Copy the complete "Jellyfish Bad Day" forum post word for word, from its heading to its final line.

> Page excerpt:
== == ==

# Jellyfish Bad Day



## flald (Aug 23, 2012)

Rob is a commercial saturation diver for Global Divers in Louisiana. He performs underwater repairs on offshore drilling rigs.

Below is an E-mail he sent to his sister. She then sent it to radio station 103.2 on FM dial in Ft. Wayne, Indiana, who was sponsoring a worst job experience contest. Needless to say, she won.

Hi Sue,

 Just another note from your bottom-dwelling brother. Last week I had a bad day at the office. I know you’ve been feeling down lately at work, so I thought I would share my dilemma with you to make you realize it’s not so bad after all.

 Before I can tell you what happened to me, I first must bore you with a few technicalities of my job. As you know, my office lies at the bottom of the sea. I wear a suit to the office. It’s a wet suit. This time of year the water is quite cool.

 So what we do to keep warm is this: We have a diesel powered industrial water heater. This $20,000 piece of equipment sucks the water out of the sea. It heats it to a delightful temperature. It then pumps it down to the diver through a garden hose, which is taped to the air hose. Now this sounds like a darn good plan, and I’ve used it several times with no complaints. What I do, when I get to the bottom and start working, is take the hose and stuff it down the back of my wet suit. This floods my whole suit with warm water. It’s like working in a Jacuzzi.

 Everything was going well until all of a sudden, my butt started to itch. So, of course, I scratched it. This only made things worse.

 Within a few seconds my butt started to burn. I pulled the hose out from my back, but the damage was done. In agony I realized what had happened. The hot water machine had sucked up a jellyfish and pumped it into my suit. Now, since I don’t have any hair on my back, the jellyfish couldn’t stick to it, however, the crack of my butt was not as fortunate. When I scratched what I thought was an itch, I was actually grinding the jellyfish into the crack of my butt.

 I informed the dive supervisor of my dilemma over the communicator.

== == ==

> Study material:
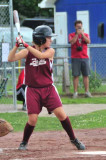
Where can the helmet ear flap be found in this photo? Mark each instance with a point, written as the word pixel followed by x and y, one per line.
pixel 39 40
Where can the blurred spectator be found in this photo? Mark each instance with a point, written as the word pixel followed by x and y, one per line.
pixel 79 58
pixel 20 88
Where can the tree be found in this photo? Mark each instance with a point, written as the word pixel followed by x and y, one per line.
pixel 30 9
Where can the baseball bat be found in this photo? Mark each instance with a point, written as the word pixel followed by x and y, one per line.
pixel 17 22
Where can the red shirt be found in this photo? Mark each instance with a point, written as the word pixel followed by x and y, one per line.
pixel 20 79
pixel 38 72
pixel 80 42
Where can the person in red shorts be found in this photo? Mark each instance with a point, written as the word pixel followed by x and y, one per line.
pixel 20 89
pixel 40 90
pixel 79 58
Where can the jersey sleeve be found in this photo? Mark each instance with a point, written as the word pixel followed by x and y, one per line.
pixel 70 37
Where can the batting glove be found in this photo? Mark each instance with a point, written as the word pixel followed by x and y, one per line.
pixel 24 44
pixel 16 44
pixel 19 41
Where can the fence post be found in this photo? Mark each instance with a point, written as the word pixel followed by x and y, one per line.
pixel 66 77
pixel 13 64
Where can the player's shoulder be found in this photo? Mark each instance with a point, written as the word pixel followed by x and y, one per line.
pixel 72 34
pixel 87 35
pixel 50 49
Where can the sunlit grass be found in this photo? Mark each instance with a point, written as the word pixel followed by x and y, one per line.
pixel 92 120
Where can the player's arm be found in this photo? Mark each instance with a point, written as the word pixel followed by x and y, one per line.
pixel 72 40
pixel 13 56
pixel 86 38
pixel 49 53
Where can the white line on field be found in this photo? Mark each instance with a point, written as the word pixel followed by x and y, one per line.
pixel 93 153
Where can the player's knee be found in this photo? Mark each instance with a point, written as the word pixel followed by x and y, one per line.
pixel 32 120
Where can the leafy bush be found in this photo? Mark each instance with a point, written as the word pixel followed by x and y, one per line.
pixel 95 81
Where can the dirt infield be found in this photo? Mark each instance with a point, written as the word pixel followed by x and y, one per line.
pixel 55 145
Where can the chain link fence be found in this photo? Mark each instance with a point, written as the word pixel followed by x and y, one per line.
pixel 9 72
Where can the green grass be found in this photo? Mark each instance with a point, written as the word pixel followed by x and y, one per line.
pixel 68 100
pixel 65 100
pixel 92 120
pixel 101 89
pixel 93 100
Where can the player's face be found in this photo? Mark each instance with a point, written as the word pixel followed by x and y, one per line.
pixel 48 41
pixel 78 26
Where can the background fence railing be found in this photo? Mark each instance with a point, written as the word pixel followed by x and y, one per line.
pixel 62 60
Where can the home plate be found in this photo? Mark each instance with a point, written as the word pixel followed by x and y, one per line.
pixel 93 153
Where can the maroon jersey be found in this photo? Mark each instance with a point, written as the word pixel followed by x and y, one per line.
pixel 38 72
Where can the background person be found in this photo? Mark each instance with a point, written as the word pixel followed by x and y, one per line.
pixel 79 58
pixel 40 90
pixel 20 89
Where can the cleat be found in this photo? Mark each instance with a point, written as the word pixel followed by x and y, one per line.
pixel 88 94
pixel 23 146
pixel 78 144
pixel 75 95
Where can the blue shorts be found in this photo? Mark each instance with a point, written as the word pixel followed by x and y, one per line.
pixel 80 65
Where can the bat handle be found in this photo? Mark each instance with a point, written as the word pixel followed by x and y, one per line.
pixel 21 44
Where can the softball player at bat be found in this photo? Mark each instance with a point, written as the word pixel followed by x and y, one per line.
pixel 40 90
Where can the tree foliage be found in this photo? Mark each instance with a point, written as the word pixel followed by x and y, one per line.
pixel 30 9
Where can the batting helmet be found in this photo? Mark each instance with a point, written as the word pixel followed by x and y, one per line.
pixel 40 33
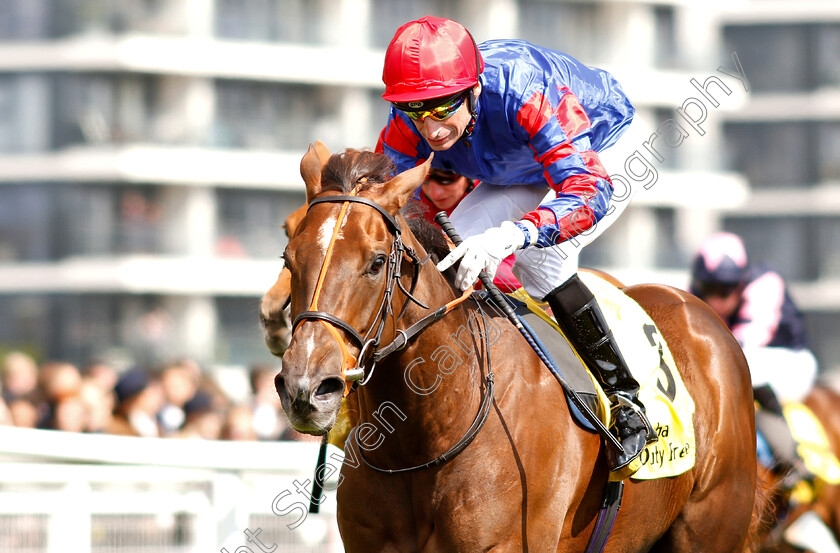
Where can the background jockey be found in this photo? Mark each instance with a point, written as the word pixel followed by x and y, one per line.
pixel 754 302
pixel 529 123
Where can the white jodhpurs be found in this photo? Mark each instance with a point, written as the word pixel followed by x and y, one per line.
pixel 790 373
pixel 541 270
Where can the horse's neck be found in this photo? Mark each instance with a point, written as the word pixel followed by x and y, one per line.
pixel 426 396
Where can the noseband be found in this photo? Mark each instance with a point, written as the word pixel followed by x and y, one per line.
pixel 354 369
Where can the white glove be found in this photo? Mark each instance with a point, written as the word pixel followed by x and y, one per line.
pixel 484 251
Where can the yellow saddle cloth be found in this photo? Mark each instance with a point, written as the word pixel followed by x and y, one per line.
pixel 668 405
pixel 813 445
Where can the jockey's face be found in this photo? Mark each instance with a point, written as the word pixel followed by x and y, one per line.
pixel 445 189
pixel 442 135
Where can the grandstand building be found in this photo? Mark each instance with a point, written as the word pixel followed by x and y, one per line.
pixel 149 150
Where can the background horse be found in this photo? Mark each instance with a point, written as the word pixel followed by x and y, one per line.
pixel 530 478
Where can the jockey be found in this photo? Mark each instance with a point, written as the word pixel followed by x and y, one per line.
pixel 754 302
pixel 529 123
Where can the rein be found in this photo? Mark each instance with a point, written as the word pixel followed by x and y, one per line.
pixel 356 375
pixel 358 370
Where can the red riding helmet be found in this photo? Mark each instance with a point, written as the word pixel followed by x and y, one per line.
pixel 721 260
pixel 430 58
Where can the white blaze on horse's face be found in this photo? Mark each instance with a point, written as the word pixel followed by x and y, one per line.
pixel 326 230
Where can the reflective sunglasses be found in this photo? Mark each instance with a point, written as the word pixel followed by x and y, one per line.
pixel 439 113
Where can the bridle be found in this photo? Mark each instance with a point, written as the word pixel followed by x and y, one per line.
pixel 358 370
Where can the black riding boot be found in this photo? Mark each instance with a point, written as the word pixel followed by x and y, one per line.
pixel 578 314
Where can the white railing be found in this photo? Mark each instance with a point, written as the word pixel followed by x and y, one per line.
pixel 87 493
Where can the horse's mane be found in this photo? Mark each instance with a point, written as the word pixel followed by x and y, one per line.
pixel 344 171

== == ==

> Written answer:
# Jellyfish Bad Day



## flald (Aug 23, 2012)

Rob is a commercial saturation diver for Global Divers in Louisiana. He performs underwater repairs on offshore drilling rigs.

Below is an E-mail he sent to his sister. She then sent it to radio station 103.2 on FM dial in Ft. Wayne, Indiana, who was sponsoring a worst job experience contest. Needless to say, she won.

Hi Sue,

 Just another note from your bottom-dwelling brother. Last week I had a bad day at the office. I know you’ve been feeling down lately at work, so I thought I would share my dilemma with you to make you realize it’s not so bad after all.

 Before I can tell you what happened to me, I first must bore you with a few technicalities of my job. As you know, my office lies at the bottom of the sea. I wear a suit to the office. It’s a wet suit. This time of year the water is quite cool.

 So what we do to keep warm is this: We have a diesel powered industrial water heater. This $20,000 piece of equipment sucks the water out of the sea. It heats it to a delightful temperature. It then pumps it down to the diver through a garden hose, which is taped to the air hose. Now this sounds like a darn good plan, and I’ve used it several times with no complaints. What I do, when I get to the bottom and start working, is take the hose and stuff it down the back of my wet suit. This floods my whole suit with warm water. It’s like working in a Jacuzzi.

 Everything was going well until all of a sudden, my butt started to itch. So, of course, I scratched it. This only made things worse.

 Within a few seconds my butt started to burn. I pulled the hose out from my back, but the damage was done. In agony I realized what had happened. The hot water machine had sucked up a jellyfish and pumped it into my suit. Now, since I don’t have any hair on my back, the jellyfish couldn’t stick to it, however, the crack of my butt was not as fortunate. When I scratched what I thought was an itch, I was actually grinding the jellyfish into the crack of my butt.

 I informed the dive supervisor of my dilemma over the communicator.